> _VORLIEGENDER AUSZUG_:
Bezogen auf die Pflichtdienstdebatte bleibt die Hoffnung der Freiwilligendienst-Träger, die von einer massiven Kürzung ihrer Bundesförderung ab 2024 bedroht sind, dass der Bundestag diese um der Glaubwürdigkeit willen zurücknimmt. Perspektivisch wünschen sie sich einen Rechtsanspruch junger Menschen auf einen geförderten Freiwilligendienst. Verbunden mit einer umfassenden Information aller Schulabgänger*innen sowie verbesserter Rahmenbedingungen und größerer Anerkennung würden sich dann vermutlich weitaus mehr junge Menschen freiwillig für ein Jahr sozial, ökologisch oder auch politisch im In- und Ausland engagieren als heute.

> _AUFGABE 1_: Benenne in den Einträgen von der Zeile mit „Practice step: put one dot on the shadow“ bis zum Ende der Einträge, beide Grenzen eingeschlossen, „cargo strap“ in „tie-down strap“ um. Gib nur diese Zeilen wieder und lass alles andere unverändert.
Zwischen dem Auszug und den Einträgen besteht kein inhaltlicher Zusammenhang.

> _ZU BEARBEITENDE DATEN_:
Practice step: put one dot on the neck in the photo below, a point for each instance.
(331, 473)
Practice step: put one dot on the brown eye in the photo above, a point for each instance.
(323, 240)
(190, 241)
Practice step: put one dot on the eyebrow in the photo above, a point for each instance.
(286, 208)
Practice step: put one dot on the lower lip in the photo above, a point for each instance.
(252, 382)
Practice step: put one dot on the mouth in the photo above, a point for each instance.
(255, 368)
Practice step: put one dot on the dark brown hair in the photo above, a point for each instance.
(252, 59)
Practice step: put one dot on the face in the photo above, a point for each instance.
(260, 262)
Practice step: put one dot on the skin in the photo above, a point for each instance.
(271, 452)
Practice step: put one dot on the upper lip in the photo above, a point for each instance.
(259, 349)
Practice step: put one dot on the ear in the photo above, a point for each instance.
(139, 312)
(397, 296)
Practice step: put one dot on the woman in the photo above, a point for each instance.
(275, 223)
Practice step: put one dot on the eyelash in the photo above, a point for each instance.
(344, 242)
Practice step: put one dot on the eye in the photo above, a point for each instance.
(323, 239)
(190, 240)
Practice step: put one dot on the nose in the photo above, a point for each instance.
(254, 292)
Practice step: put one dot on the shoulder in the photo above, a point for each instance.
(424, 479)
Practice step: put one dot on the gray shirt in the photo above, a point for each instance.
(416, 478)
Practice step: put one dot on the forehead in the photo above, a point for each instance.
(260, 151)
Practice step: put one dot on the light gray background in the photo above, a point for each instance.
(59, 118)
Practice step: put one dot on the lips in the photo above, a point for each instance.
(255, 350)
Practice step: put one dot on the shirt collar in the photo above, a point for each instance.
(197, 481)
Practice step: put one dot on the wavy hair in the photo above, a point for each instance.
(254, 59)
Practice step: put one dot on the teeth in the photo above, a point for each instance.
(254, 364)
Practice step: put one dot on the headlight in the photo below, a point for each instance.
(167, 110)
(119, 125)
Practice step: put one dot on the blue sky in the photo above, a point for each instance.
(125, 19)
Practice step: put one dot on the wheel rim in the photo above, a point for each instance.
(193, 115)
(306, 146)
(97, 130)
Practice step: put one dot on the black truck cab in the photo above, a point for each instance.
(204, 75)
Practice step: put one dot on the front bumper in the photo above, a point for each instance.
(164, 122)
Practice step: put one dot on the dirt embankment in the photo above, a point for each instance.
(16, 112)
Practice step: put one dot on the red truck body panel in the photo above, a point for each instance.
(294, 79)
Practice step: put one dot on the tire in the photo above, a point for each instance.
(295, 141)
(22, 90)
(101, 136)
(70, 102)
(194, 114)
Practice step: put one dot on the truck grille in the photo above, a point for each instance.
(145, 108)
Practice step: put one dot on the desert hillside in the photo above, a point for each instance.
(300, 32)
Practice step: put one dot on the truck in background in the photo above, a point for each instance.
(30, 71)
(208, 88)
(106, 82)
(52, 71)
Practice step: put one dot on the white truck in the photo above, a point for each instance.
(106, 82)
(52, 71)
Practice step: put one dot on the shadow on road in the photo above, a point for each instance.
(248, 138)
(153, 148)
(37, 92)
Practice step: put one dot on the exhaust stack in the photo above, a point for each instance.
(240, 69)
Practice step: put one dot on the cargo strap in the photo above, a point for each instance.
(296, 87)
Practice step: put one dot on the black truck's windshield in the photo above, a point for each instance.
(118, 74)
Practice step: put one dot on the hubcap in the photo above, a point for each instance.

> _AUFGABE 2_: Schreibe den Auszug über die Freiwilligendienste vollständig und unverändert ab.

> _LÖSUNG 1_:
Practice step: put one dot on the shadow on road in the photo above, a point for each instance.
(248, 138)
(153, 148)
(37, 92)
Practice step: put one dot on the exhaust stack in the photo above, a point for each instance.
(240, 69)
Practice step: put one dot on the tie-down strap in the photo above, a point for each instance.
(296, 87)
Practice step: put one dot on the black truck's windshield in the photo above, a point for each instance.
(118, 74)
Practice step: put one dot on the hubcap in the photo above, a point for each instance.

> _LÖSUNG 2_:
Bezogen auf die Pflichtdienstdebatte bleibt die Hoffnung der Freiwilligendienst-Träger, die von einer massiven Kürzung ihrer Bundesförderung ab 2024 bedroht sind, dass der Bundestag diese um der Glaubwürdigkeit willen zurücknimmt. Perspektivisch wünschen sie sich einen Rechtsanspruch junger Menschen auf einen geförderten Freiwilligendienst. Verbunden mit einer umfassenden Information aller Schulabgänger*innen sowie verbesserter Rahmenbedingungen und größerer Anerkennung würden sich dann vermutlich weitaus mehr junge Menschen freiwillig für ein Jahr sozial, ökologisch oder auch politisch im In- und Ausland engagieren als heute.